Try it: Without any pictures, the records below should be reproduced exactly.

Saved entries:
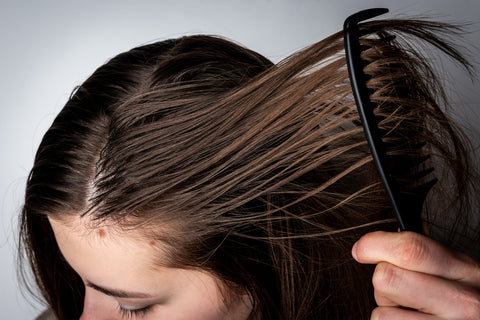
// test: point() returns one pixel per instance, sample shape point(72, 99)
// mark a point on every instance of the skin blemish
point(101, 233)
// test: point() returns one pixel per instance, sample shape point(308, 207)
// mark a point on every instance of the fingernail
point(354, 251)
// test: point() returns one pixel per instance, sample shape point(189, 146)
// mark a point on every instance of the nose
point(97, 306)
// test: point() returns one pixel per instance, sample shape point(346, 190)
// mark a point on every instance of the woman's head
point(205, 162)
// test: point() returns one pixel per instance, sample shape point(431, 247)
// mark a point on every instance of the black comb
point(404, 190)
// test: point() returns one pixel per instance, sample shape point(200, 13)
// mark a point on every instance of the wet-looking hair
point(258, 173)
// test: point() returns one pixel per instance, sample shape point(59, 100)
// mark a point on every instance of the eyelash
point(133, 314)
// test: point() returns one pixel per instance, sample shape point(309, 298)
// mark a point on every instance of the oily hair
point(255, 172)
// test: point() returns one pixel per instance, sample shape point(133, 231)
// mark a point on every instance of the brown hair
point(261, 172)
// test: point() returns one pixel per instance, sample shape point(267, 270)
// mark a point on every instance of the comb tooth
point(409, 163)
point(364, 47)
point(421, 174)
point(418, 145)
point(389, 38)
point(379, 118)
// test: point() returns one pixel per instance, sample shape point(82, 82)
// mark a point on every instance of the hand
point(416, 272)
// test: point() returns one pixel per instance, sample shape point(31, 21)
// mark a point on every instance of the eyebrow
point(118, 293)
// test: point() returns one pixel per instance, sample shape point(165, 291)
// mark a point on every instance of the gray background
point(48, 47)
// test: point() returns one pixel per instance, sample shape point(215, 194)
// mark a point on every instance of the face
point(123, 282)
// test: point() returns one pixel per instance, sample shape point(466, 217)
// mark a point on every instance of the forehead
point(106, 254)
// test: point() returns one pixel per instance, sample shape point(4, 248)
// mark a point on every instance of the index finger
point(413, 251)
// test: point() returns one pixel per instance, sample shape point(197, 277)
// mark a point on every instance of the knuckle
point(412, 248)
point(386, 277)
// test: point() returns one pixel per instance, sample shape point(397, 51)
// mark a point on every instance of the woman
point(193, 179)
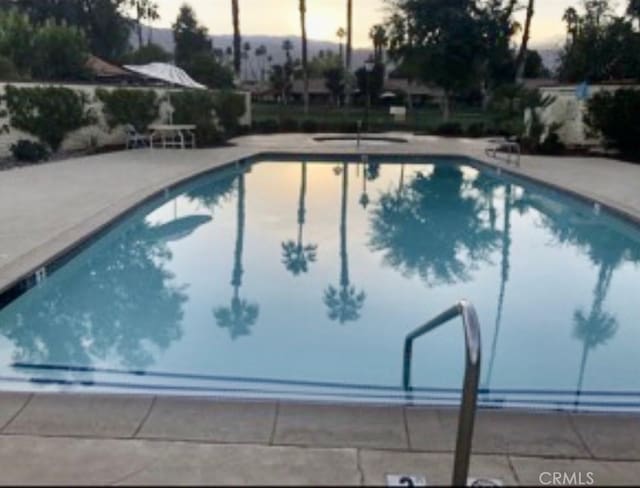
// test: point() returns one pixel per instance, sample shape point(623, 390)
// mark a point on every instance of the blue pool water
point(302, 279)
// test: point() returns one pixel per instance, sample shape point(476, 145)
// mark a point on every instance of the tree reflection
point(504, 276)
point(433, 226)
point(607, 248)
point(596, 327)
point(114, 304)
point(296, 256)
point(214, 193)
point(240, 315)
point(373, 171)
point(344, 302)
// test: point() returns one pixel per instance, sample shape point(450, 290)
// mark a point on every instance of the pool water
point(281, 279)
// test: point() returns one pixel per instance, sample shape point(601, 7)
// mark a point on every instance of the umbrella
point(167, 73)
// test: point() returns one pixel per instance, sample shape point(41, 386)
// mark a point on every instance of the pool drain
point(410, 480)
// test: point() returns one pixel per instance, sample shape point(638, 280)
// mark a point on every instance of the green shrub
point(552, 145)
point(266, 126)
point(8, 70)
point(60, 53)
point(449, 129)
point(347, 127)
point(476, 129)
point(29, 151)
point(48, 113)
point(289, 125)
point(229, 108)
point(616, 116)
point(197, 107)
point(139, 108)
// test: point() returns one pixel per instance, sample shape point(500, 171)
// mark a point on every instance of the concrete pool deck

Task output:
// test: point() returns one pixel per instance, sample shape point(72, 99)
// mark a point on every instance of the skin blemish
point(101, 233)
// test: point() returns one pixel per instance, sample shape point(308, 207)
// mark a point on every instance of the fingernail
point(354, 251)
// test: point() returns one pixel per instance, sample shape point(189, 146)
// mark a point on every instance of the nose
point(97, 306)
// test: point() returns one pixel per instance, sample shape point(346, 190)
// mark a point on every instance of the woman's head
point(205, 162)
// test: point() returns one pixel per instance, sample shape point(431, 247)
// mark a point on every instance of the black comb
point(404, 190)
// test: point() returns one pixel per instance, sample shape point(200, 13)
// mark a point on every instance of the wet-looking hair
point(258, 173)
// test: point() returns one pixel per instance, sample shape point(59, 100)
// mark a point on every instance of the eyelash
point(133, 314)
// test: point() returns one pixel per instance, sample shape point(309, 298)
// mark a point on every instance of the oily hair
point(255, 172)
// test: point() returns one pixel per instance, sample shape point(133, 231)
// mark a point on every instance of the brown hair
point(261, 172)
// test: point() returns one pixel per instance, sample shape point(267, 270)
// mark a point on every instance of the comb tooth
point(409, 163)
point(364, 47)
point(421, 174)
point(418, 145)
point(389, 38)
point(379, 118)
// test: point() returns one pixel per instance, sample shape point(82, 82)
// mark a point on every instance of the hand
point(416, 272)
// test: point() returns one pixel per instance, sample shape point(31, 21)
// mark a point on every instance of the eyebrow
point(118, 293)
// test: point() returns one pixel per instance, sample shape point(165, 291)
// mark a point on every instance of the gray background
point(48, 47)
// test: point() returns one pixel per instance, sample shape point(215, 194)
// mark a point on every instance of the face
point(123, 282)
// test: point() returns one pixel per instance, sample shape point(466, 217)
// mark a point on every instance of the forehead
point(106, 254)
// test: point() returns one pixel per instance, sample shape point(4, 248)
// mark a point on every instance of the index finger
point(413, 251)
// test: point() returns one pixel per instance, sample shape point(197, 277)
// mark a point on every instance of the knuckle
point(412, 248)
point(386, 277)
// test: point() returns one pixel per instance, sample shape point(397, 51)
// mark a point on every instance of the woman
point(193, 179)
// test: point() returns one pixel per instance, sample shape point(623, 390)
// mark a point on every instance of the blue pool water
point(302, 279)
// test: point() returns one pixel per instance, sample shape point(476, 145)
// mark a point on every instance of the tree reflection
point(504, 276)
point(433, 226)
point(607, 248)
point(596, 327)
point(114, 304)
point(296, 256)
point(214, 193)
point(240, 315)
point(373, 171)
point(344, 302)
// test: point() returns one pixel per instance, sample shape point(450, 290)
// mark a point on every instance of the pool water
point(281, 279)
// test: point() returns one pixel per instance, sample shape point(601, 7)
// mark a point on every instance of the umbrella
point(167, 73)
// test: point() returns one pixel per instance, sample shape point(41, 386)
// mark a point on every instance of the pool drain
point(410, 480)
// test: point() returns one pixel per instance, sample shape point(638, 280)
// mark a point on every instance of the green shrub
point(552, 145)
point(266, 126)
point(8, 70)
point(60, 53)
point(449, 129)
point(347, 127)
point(476, 129)
point(29, 151)
point(48, 113)
point(289, 125)
point(229, 108)
point(616, 116)
point(197, 107)
point(139, 108)
// test: point() returns one pixel per instance, sample shape point(500, 171)
// mark a point on every instance of the concrete pool deck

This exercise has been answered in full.